- PASSAGE TO READ
In a series of complaints to the council, the Ballinasloe-based estate agent said the cemetery was “a respectful place” and “not an exhibition centre” and asked whether in a “race to vulgarity” more such structures would be erected.

Mr McCullagh said: “I warned Galway County Council that the next one would be bigger. The first one set a precedent. There is a sort of competition going on now.”

Local concern was not anti-Traveller bias – the graves were erected by Traveller families – but some people with family members buried close by were upset because their graves had been overshadowed, he said. “I met one person there recently who was in tears at a graveside,” he said.

[  Majority ‘comfortable’ living next door to different nationalities and beliefs, but Travellers fare worse  ]

Galway County Council confirmed that “a number of complaints” had been received about the graves.

Martin Collins, co-director of Pavee Point, the representative organisation for the Traveller community, attributed the controversy to “a clash of cultural values”.

“Many, many Travellers – not all Travellers, but the majority – demonstrate their love and their grief and their loss by erecting large headstones. That has to be respected,” he said. “Once it is not an infringement on anybody’s rights, it should not be an issue.”

But another Ballinasloe native who asked not be named said: “We are not anti-Traveller but there is one law for them and another for us. If I built a house or an extension without planning permission, I would be made take it down.”

- RECORDS SUPPLIED
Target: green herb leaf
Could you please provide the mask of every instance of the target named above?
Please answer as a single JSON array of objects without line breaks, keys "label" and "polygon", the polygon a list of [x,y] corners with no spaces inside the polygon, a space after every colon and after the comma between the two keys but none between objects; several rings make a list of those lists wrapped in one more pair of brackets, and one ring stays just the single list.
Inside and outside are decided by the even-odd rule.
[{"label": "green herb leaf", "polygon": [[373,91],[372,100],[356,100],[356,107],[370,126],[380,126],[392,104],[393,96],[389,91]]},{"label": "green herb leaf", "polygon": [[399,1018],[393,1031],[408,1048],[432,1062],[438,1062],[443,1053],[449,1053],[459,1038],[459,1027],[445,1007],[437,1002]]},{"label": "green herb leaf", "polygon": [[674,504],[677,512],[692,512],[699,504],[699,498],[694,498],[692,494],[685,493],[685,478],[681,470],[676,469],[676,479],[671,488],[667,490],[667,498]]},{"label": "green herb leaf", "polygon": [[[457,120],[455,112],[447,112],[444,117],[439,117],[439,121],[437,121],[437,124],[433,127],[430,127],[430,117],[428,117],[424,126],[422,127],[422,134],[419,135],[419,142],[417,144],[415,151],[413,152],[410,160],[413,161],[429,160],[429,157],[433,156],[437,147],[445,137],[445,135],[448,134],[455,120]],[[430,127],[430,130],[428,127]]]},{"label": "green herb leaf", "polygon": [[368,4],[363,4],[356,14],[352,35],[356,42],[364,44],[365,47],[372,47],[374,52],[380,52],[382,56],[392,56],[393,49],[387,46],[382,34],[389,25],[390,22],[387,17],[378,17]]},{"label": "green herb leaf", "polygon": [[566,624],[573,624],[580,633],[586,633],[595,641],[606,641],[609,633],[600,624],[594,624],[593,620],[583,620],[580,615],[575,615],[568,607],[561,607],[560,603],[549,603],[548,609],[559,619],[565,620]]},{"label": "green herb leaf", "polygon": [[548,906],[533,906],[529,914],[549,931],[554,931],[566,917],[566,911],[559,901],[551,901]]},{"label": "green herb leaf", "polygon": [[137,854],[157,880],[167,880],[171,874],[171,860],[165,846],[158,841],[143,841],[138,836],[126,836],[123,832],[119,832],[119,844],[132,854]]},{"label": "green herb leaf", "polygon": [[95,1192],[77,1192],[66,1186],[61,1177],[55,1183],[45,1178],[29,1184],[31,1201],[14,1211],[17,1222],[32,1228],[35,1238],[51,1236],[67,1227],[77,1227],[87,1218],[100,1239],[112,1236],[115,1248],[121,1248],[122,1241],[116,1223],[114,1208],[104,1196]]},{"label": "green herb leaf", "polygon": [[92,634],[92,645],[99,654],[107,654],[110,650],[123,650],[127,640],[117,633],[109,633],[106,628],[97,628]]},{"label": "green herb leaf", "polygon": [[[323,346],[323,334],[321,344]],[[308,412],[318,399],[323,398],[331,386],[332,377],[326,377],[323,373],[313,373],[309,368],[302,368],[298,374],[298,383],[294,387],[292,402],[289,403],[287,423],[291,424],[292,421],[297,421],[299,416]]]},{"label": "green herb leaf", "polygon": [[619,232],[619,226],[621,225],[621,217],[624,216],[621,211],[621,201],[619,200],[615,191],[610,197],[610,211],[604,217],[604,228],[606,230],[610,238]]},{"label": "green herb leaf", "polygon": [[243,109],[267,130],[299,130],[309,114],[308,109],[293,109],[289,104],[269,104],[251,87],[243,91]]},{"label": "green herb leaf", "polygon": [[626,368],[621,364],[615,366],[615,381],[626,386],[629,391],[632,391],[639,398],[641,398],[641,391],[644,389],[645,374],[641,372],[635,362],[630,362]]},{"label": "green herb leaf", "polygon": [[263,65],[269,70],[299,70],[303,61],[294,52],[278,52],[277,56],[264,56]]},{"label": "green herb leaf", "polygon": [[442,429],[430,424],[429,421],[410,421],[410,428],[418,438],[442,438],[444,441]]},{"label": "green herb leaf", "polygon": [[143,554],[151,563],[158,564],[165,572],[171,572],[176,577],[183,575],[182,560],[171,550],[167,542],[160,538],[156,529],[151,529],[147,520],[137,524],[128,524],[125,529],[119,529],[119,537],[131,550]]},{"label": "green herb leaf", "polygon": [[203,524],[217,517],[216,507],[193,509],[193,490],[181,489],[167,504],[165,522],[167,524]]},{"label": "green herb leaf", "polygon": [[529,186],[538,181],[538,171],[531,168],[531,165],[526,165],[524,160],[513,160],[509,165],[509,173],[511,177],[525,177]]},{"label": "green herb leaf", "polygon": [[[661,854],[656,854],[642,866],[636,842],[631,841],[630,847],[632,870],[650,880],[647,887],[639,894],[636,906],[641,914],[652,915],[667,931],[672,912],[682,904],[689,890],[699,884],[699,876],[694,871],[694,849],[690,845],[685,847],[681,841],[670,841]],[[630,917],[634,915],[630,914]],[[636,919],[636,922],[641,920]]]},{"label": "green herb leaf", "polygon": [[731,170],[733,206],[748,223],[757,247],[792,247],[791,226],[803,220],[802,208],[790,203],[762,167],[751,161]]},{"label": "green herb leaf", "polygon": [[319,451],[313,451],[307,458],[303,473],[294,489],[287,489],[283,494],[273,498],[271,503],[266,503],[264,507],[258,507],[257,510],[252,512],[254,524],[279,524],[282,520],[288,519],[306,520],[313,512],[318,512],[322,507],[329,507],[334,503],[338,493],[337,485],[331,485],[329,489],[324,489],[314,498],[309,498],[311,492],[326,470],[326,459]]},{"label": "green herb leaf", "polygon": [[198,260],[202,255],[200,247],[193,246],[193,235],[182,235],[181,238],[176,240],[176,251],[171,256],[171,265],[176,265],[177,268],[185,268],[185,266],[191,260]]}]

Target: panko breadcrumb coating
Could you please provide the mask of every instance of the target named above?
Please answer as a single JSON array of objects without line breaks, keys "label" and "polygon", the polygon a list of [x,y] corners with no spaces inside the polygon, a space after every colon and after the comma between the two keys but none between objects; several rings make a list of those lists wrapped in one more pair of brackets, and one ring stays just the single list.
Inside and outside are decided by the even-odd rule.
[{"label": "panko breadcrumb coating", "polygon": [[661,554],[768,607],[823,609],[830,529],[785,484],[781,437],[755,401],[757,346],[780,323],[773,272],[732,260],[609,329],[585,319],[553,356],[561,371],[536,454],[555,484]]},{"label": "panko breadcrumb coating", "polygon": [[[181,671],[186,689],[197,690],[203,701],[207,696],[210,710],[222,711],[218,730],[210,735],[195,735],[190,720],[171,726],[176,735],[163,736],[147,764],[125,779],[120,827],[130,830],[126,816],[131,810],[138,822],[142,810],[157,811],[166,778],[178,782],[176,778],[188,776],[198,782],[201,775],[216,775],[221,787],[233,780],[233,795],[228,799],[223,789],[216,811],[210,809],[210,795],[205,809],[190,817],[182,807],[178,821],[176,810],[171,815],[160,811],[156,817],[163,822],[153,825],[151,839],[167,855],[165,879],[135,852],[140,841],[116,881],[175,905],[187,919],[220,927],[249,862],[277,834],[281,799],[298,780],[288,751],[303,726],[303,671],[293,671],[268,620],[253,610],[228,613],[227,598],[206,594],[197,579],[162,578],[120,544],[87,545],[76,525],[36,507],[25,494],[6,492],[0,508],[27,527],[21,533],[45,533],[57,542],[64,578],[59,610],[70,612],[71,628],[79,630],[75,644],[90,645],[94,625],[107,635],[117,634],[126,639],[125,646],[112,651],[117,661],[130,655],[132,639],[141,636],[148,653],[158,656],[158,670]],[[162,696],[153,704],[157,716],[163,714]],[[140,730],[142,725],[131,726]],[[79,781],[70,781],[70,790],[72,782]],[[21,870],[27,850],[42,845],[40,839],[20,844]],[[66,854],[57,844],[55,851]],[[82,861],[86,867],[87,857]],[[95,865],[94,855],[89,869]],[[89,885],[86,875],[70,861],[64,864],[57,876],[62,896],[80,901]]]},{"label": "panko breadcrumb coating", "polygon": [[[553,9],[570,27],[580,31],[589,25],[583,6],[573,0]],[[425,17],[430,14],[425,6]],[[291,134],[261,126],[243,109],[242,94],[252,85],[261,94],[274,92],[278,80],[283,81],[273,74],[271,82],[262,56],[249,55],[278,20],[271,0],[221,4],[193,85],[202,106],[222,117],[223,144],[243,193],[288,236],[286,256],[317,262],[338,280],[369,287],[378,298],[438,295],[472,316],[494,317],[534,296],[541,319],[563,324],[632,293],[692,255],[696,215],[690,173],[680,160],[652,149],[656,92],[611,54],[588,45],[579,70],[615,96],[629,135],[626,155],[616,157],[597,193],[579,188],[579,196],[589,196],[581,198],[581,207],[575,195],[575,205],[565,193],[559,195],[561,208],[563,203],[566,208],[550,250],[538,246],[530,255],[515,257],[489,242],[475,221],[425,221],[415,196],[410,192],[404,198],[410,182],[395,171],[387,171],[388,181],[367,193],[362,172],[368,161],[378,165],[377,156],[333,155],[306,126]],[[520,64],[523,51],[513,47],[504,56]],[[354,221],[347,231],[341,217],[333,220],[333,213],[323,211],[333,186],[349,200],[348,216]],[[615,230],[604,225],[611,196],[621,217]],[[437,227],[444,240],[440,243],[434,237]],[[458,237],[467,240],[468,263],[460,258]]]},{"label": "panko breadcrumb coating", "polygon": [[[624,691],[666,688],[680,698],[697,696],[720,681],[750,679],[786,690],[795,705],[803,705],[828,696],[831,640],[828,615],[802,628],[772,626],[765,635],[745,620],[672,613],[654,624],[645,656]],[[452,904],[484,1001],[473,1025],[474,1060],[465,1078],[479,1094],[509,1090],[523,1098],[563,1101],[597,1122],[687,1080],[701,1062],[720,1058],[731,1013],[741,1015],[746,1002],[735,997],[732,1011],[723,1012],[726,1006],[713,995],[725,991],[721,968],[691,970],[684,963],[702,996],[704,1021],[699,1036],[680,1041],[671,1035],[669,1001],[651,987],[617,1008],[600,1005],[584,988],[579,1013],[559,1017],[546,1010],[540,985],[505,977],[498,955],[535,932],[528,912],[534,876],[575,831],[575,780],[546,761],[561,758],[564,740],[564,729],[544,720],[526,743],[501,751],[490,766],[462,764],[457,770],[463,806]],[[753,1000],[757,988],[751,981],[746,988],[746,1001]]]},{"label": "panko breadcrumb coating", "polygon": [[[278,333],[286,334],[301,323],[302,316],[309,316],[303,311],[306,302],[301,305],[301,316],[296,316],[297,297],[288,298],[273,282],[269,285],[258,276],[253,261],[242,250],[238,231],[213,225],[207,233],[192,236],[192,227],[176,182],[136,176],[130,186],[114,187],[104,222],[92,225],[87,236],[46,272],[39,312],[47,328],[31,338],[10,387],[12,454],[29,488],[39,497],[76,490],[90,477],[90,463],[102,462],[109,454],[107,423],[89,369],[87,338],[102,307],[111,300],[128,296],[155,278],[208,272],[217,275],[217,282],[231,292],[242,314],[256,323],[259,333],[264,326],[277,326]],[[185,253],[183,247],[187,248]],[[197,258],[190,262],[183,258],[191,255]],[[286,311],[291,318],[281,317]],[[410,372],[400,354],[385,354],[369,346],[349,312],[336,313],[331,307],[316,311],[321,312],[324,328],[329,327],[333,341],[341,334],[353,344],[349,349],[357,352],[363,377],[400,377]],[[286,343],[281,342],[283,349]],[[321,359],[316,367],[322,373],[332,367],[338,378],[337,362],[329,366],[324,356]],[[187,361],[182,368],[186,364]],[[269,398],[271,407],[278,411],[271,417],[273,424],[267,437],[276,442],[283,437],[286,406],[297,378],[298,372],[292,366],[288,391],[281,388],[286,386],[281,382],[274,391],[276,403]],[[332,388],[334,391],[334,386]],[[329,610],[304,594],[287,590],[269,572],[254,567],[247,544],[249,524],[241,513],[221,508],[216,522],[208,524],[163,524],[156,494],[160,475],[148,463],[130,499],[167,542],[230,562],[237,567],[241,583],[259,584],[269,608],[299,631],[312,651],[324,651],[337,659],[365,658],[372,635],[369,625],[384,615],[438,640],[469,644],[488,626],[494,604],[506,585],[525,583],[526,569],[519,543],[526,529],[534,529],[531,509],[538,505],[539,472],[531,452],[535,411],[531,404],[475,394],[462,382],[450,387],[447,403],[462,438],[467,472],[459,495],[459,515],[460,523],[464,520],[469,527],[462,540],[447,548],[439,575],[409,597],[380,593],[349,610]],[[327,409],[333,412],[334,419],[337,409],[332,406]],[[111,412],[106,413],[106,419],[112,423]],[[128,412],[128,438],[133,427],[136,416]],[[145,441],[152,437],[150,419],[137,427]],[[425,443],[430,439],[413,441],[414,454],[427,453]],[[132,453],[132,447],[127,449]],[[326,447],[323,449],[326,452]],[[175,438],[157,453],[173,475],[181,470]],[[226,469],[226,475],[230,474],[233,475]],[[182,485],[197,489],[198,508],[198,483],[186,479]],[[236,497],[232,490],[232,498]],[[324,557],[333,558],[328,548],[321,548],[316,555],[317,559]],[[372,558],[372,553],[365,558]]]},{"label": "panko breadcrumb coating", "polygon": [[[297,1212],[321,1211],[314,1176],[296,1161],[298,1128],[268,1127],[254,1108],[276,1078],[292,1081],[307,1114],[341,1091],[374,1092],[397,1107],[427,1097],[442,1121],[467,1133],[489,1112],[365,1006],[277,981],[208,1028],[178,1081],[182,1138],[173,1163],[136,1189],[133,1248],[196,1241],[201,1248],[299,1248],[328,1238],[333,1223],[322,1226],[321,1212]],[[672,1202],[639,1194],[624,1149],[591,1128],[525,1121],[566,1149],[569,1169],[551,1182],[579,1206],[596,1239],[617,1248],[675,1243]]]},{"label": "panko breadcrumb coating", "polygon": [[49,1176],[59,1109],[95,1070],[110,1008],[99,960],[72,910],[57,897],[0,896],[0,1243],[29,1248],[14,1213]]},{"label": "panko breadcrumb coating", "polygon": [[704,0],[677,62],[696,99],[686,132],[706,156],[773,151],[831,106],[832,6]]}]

- INSTRUCTIONS TO FOLLOW
Please pick up the article above about the disputed headstones in the Ballinasloe cemetery and continue it from where it stops.

- TASK RESULT
irish traveller graves

Martin Collins, co-director of Pavee Point: 'Many, many Travellers – not all Travellers, but the majority – demonstrate their love and their grief and their loss by erecting large headstones. That has to be respected.' Photograph: Barry Cronin

They claimed that council was “afraid” to act out of political correctness and fear of being “seen as going against a minority”.

People in Ballyhaunis are asking too if permission was sought for another recently erected large monument that dwarfs other headstones in their local cemetery.

“It caused a stir locally,” said one resident. “A crane was involved when it was being constructed. People felt a line was crossed as regards the magnitude, but they are reluctant to speak out for fear of being seen as anti-Traveller. Mayo County Council should say if there are regulations.”

The council said it only recently became aware of the “structure” and was “looking into it”.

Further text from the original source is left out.